Work instruction: Reproduce each line of the material exactly, minus any picture.

===== The data

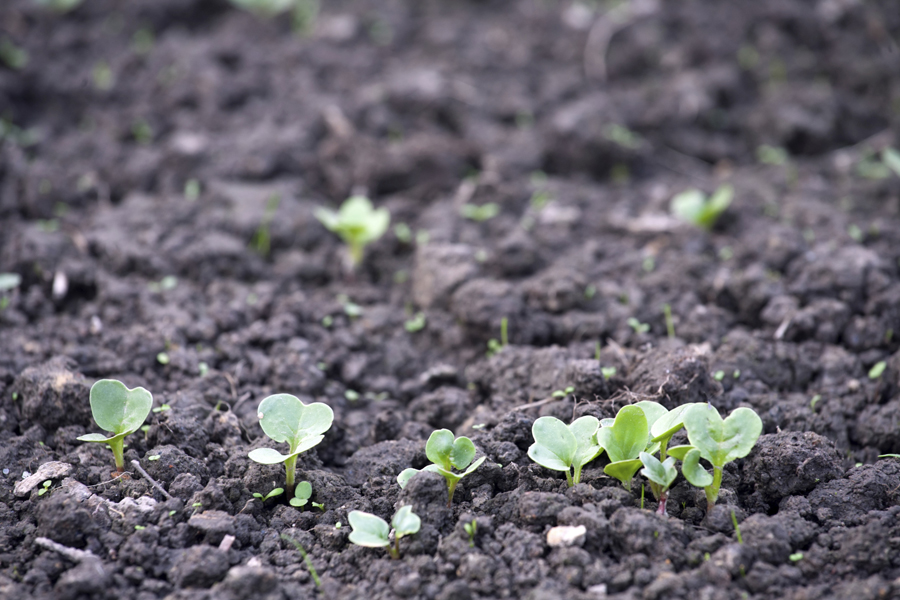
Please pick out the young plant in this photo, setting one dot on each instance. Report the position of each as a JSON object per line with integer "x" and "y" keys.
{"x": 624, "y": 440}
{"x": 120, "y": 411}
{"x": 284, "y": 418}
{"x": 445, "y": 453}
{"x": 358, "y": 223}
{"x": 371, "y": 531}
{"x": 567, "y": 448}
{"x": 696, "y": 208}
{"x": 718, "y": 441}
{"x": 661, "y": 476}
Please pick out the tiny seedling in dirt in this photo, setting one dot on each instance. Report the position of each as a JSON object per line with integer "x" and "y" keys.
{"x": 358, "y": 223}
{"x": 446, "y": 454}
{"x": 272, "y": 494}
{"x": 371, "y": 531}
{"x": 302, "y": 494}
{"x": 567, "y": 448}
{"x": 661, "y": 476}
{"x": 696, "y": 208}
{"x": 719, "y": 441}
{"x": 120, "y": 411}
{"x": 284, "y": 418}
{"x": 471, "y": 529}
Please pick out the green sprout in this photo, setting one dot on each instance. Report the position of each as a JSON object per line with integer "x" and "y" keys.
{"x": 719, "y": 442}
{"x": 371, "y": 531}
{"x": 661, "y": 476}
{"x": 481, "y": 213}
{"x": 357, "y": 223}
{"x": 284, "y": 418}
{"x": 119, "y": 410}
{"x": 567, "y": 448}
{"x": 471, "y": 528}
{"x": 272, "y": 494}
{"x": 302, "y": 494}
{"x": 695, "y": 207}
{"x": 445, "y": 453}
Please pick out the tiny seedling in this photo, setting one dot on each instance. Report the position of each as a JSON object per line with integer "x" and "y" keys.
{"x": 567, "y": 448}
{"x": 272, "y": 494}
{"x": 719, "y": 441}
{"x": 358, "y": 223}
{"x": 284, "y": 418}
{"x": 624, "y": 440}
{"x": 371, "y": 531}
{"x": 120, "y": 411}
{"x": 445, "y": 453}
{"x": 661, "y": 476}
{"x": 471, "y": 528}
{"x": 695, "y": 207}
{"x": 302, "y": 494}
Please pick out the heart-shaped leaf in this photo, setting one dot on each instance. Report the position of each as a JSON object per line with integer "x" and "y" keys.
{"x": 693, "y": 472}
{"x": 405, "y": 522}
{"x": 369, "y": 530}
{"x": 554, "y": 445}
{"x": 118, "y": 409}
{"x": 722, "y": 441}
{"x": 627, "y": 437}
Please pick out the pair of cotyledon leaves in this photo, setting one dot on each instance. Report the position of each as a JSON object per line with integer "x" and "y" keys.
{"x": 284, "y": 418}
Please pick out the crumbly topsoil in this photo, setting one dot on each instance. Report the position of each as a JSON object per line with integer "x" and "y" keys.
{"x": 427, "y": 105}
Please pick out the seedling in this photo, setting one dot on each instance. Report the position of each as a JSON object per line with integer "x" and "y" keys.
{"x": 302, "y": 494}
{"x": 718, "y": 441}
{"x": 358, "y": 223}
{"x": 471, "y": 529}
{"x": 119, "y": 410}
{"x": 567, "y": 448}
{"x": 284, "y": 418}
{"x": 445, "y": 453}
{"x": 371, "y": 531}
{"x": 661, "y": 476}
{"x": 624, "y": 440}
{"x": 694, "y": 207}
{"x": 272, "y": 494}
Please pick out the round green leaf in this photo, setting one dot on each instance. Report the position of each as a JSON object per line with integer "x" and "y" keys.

==========

Expected answer:
Please pick out the young plant in this photo, setting one dot on each instance. Report the position of each as a JSON object per line with integer "x" and "y" keys.
{"x": 624, "y": 440}
{"x": 120, "y": 411}
{"x": 284, "y": 418}
{"x": 445, "y": 453}
{"x": 358, "y": 223}
{"x": 371, "y": 531}
{"x": 567, "y": 448}
{"x": 696, "y": 208}
{"x": 718, "y": 441}
{"x": 661, "y": 476}
Please pick out the tiny seedling in dirt in this photo, setting one dot on each instance. Report the position of each as a JSON object per line with integer "x" and "y" keys.
{"x": 358, "y": 223}
{"x": 446, "y": 454}
{"x": 272, "y": 494}
{"x": 371, "y": 531}
{"x": 302, "y": 494}
{"x": 567, "y": 448}
{"x": 661, "y": 476}
{"x": 696, "y": 208}
{"x": 719, "y": 441}
{"x": 120, "y": 411}
{"x": 284, "y": 418}
{"x": 471, "y": 529}
Please pick out the green sprout in this photo, setting one dot on each instance. Report the position of each as a JSON object per line with integer "x" and "y" keys.
{"x": 719, "y": 442}
{"x": 371, "y": 531}
{"x": 661, "y": 476}
{"x": 481, "y": 213}
{"x": 357, "y": 223}
{"x": 284, "y": 418}
{"x": 119, "y": 410}
{"x": 567, "y": 448}
{"x": 471, "y": 528}
{"x": 272, "y": 494}
{"x": 302, "y": 494}
{"x": 695, "y": 207}
{"x": 445, "y": 453}
Please pick out the tiny seedling in this photo, setting one dot on each instance. Report the position of each as a JSON object per line with integer "x" and "y" keys.
{"x": 567, "y": 448}
{"x": 272, "y": 494}
{"x": 719, "y": 441}
{"x": 358, "y": 223}
{"x": 284, "y": 418}
{"x": 624, "y": 440}
{"x": 371, "y": 531}
{"x": 120, "y": 411}
{"x": 445, "y": 453}
{"x": 661, "y": 476}
{"x": 471, "y": 528}
{"x": 695, "y": 207}
{"x": 302, "y": 494}
Please pick out the heart-shaped leaf in this photo, setting one dot on each instance. Report the position of each as a JSON object per line with integer "x" and "y" keys.
{"x": 693, "y": 472}
{"x": 405, "y": 522}
{"x": 369, "y": 530}
{"x": 554, "y": 445}
{"x": 118, "y": 409}
{"x": 722, "y": 441}
{"x": 627, "y": 437}
Please pick out the pair of cotyledon leaves in this photo, setting one dot on each instance. Report the position of each as a JSON object per line with integer "x" and "y" keys.
{"x": 284, "y": 418}
Please pick out the crumbly topsoil in this photo, setting one dot on each instance. Report the position of each as a JSON object per line with integer "x" and "y" keys.
{"x": 427, "y": 105}
Please pick out the seedling in this photo, setting one dot on each instance. Report the position of each as a JSON object per line with integer "x" and "y" keys.
{"x": 302, "y": 494}
{"x": 718, "y": 441}
{"x": 358, "y": 223}
{"x": 471, "y": 529}
{"x": 119, "y": 410}
{"x": 567, "y": 448}
{"x": 284, "y": 418}
{"x": 445, "y": 453}
{"x": 371, "y": 531}
{"x": 661, "y": 476}
{"x": 624, "y": 440}
{"x": 694, "y": 207}
{"x": 272, "y": 494}
Please pick out the round green leaf in this photo, setting one dot on each instance. Report the position of each as a JSON object per line with integer "x" and "y" keys.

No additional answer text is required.